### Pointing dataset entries
* * *
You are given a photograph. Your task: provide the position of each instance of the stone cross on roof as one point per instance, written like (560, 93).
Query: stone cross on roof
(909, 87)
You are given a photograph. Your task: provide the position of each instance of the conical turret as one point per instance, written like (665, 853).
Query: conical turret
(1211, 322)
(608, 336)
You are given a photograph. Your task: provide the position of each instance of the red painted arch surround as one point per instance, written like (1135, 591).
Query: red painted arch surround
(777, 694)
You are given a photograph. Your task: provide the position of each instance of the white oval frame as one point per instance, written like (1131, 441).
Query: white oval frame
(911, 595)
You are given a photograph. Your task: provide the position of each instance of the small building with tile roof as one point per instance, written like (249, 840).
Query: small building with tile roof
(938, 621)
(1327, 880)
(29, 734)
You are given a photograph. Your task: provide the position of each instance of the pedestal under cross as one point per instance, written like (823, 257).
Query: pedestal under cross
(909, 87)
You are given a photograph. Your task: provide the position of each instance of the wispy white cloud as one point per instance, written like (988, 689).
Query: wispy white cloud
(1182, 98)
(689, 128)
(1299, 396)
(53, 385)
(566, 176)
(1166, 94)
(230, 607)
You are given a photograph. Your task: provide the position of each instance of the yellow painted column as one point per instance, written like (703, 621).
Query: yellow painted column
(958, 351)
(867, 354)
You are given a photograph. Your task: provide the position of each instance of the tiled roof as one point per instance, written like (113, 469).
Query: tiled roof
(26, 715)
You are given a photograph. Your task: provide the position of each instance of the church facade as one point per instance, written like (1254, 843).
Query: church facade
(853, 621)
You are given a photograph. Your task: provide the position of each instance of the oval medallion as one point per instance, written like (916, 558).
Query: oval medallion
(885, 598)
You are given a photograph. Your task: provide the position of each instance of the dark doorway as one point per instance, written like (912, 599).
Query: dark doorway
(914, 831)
* * *
### Problem requirements
Update the entries above by changing each "one point per instance" to "a single point per instance", leaving everything else as it is.

### Response
You are given a photograph. Your task: provide the position of each instance of the stone cross on roof as a single point per instance, written like (560, 93).
Query: stone cross on roof
(909, 87)
You are given a photograph. Your task: provide the position of each instance of the conical turret as a single point per instance, written like (665, 853).
Query: conical turret
(1211, 322)
(608, 336)
You are given a photograph. Your task: provide the position of each instance of the red painted arch surround as a single point per instance, written like (1135, 591).
Query: red painted arch surround
(777, 694)
You are given a photograph. Your task: provide the position of each instance of the white oval frame as a single point per instance, written like (1131, 441).
Query: white oval frame
(911, 595)
You are given a photograph. Your task: provide the position of each instance of the small building with tile roof as a single point per instance, written like (249, 840).
Query: small building with tile roof
(938, 621)
(1327, 880)
(29, 734)
You are given a photograph. Your task: provide the position of each instance of the pedestal under cross as a single point per instance, written like (823, 257).
Query: pedestal under cross
(909, 87)
You are given a photograph. Your task: provide the position of each instance of the wispy white cloud as a single point per instance, written like (988, 689).
Query: wispy white cloud
(1182, 98)
(689, 128)
(1299, 396)
(53, 385)
(566, 176)
(1166, 94)
(230, 607)
You are given a photograph. Your task: provide the position of each instance of the yellow painted column as a single point per instance, written like (703, 621).
Query: yellow painted column
(958, 351)
(867, 354)
You are given a photograph. Your task: provide the position of each instance of the tiled roof as a single point per instance, written like (113, 469).
Query: tiled roof
(26, 715)
You are given a photograph. Your task: provide the position of each instance of the church facade as a single point per instance, written like (1254, 843).
Query: church facade
(853, 621)
You are given a photograph. Your task: provide the position of each instance of the oval medallion as a single point per instance, written like (916, 558).
Query: oval medallion
(885, 598)
You are given a photograph. Your task: provide the position of each instance of the dark doorway as a single point per instance, written like (912, 599).
Query: dark doorway
(914, 831)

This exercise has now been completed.